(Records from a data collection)

^^^^

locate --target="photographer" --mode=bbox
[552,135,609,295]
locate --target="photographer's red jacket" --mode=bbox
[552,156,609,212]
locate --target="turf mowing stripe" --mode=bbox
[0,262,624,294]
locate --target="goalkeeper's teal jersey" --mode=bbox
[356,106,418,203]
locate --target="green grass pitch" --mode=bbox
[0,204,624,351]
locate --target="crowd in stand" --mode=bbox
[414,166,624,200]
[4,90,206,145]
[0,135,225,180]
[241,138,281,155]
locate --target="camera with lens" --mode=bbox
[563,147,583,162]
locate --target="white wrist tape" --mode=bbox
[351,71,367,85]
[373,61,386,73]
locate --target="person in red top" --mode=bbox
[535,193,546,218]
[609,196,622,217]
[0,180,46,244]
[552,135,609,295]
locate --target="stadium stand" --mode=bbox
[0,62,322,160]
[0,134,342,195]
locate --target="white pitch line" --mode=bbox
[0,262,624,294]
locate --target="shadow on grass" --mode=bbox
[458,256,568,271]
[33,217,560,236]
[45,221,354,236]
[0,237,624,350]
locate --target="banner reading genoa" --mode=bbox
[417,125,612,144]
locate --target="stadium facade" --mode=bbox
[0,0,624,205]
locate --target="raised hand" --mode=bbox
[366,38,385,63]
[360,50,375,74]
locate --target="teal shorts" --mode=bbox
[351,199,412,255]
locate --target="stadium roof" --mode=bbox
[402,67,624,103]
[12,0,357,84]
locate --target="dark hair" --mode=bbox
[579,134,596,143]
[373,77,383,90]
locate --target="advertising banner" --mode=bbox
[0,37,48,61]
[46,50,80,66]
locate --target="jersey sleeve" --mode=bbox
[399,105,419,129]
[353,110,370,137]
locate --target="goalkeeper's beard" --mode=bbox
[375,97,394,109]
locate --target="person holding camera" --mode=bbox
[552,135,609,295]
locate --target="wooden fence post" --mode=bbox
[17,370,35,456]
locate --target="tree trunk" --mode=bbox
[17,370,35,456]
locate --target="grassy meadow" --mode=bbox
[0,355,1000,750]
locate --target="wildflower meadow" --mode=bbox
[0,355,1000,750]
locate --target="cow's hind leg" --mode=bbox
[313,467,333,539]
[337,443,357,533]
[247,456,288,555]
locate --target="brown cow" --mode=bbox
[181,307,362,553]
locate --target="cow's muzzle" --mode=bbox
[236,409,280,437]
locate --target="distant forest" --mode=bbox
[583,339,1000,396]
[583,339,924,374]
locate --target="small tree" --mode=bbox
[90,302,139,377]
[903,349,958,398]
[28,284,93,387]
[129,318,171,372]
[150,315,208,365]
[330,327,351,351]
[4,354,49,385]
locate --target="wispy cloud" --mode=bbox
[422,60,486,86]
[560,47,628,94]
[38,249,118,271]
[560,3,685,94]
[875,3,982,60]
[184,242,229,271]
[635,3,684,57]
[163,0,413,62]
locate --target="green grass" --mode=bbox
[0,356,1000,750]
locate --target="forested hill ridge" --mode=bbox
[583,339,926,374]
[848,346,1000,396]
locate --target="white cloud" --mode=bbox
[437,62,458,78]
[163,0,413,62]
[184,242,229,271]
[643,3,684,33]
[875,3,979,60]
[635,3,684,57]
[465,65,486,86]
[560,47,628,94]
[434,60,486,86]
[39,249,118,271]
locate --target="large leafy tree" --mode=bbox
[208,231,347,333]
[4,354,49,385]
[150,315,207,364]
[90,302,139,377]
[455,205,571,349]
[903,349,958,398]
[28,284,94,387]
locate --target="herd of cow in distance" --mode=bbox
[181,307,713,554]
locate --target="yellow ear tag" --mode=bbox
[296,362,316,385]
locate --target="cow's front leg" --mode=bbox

^^^^

### Task objective
Switch every "stadium" in the lines above to "arena", and leave everything else in the lines as it is.

### Written solution
locate --target="photographer" --mode=bbox
[552,135,609,295]
locate --target="photographer's red jacket" --mode=bbox
[552,156,609,212]
locate --target="turf mowing stripe" --mode=bbox
[0,262,624,294]
locate --target="goalkeeper's teal jersey" --mode=bbox
[356,106,418,203]
locate --target="green grass pitch" --mode=bbox
[0,204,624,351]
locate --target="crowd in stand" --mode=bbox
[414,166,624,200]
[4,90,206,145]
[0,135,225,180]
[241,138,281,155]
locate --target="camera with lens" --mode=bbox
[563,147,583,162]
locate --target="white wrist tape" --mode=bbox
[351,71,367,85]
[373,61,386,73]
locate --target="person in red top" --mode=bbox
[535,193,546,218]
[609,196,622,217]
[0,180,46,244]
[552,135,609,295]
locate --target="arena stand" --mode=bbox
[0,62,322,160]
[0,134,342,195]
locate --target="white pitch line" --mode=bbox
[0,262,624,294]
locate --target="shadow on grass" --mode=bbox
[458,256,568,271]
[33,217,560,236]
[45,221,354,236]
[0,237,624,350]
locate --target="banner reading genoa" --mode=bbox
[417,125,612,144]
locate --target="arena facade" --mode=bbox
[0,0,624,205]
locate --target="raised hand" --mode=bbox
[366,38,385,63]
[360,50,375,74]
locate --target="teal shorts" --mode=bbox
[351,199,412,255]
locate --target="arena roof" --mode=bbox
[402,67,624,103]
[12,0,357,84]
locate --target="dark hair" --mode=bbox
[579,134,596,143]
[373,77,383,90]
locate --target="advertising banner" --mode=bbox
[0,37,48,61]
[46,50,80,66]
locate --target="jersey sleeve" --mode=bbox
[399,105,419,129]
[353,110,370,137]
locate --target="goalkeeper's beard" --mode=bbox
[375,97,394,109]
locate --target="person holding camera" --mode=bbox
[552,135,609,295]
locate --target="wooden fence post" --mode=bbox
[17,370,35,456]
locate --target="tree trunk" --mode=bbox
[17,370,35,456]
locate --target="grassy meadow" --mode=bbox
[0,355,1000,750]
locate --target="wildflower meadow" --mode=bbox
[0,355,1000,750]
locate --target="cow's hind leg" --mode=bbox
[313,467,333,539]
[337,443,357,533]
[247,456,288,555]
locate --target="brown cow" --mode=bbox
[181,307,362,553]
locate --target="cow's muzzle" --mode=bbox
[236,409,280,437]
locate --target="distant forest" --mode=bbox
[583,339,1000,396]
[583,339,924,374]
locate --target="small tree" --mode=bbox
[90,302,139,377]
[903,349,958,398]
[28,284,93,387]
[129,318,171,372]
[150,315,208,365]
[330,327,351,351]
[4,354,49,385]
locate --target="wispy cloud" --mode=bbox
[422,60,486,86]
[560,47,628,94]
[38,249,118,271]
[560,3,685,94]
[875,3,982,60]
[184,242,229,271]
[635,3,684,57]
[163,0,413,62]
locate --target="green grass" --mode=bbox
[0,356,1000,750]
locate --target="forested hill ridge" --mode=bbox
[583,339,926,374]
[848,346,1000,396]
locate --target="white cloud" --mode=bbox
[437,62,458,78]
[163,0,413,62]
[184,242,229,271]
[643,3,684,33]
[875,3,979,60]
[635,3,684,57]
[465,65,486,86]
[560,47,628,94]
[434,60,486,86]
[39,249,118,271]
locate --target="large leafy tree" --mode=bbox
[208,231,347,333]
[4,354,49,385]
[150,315,207,364]
[90,302,139,377]
[455,205,571,349]
[903,349,958,398]
[28,284,94,387]
locate --target="herd of cow in distance" --mode=bbox
[181,307,713,554]
locate --target="yellow ear tag" --mode=bbox
[296,362,316,385]
locate --target="cow's front leg" --mode=bbox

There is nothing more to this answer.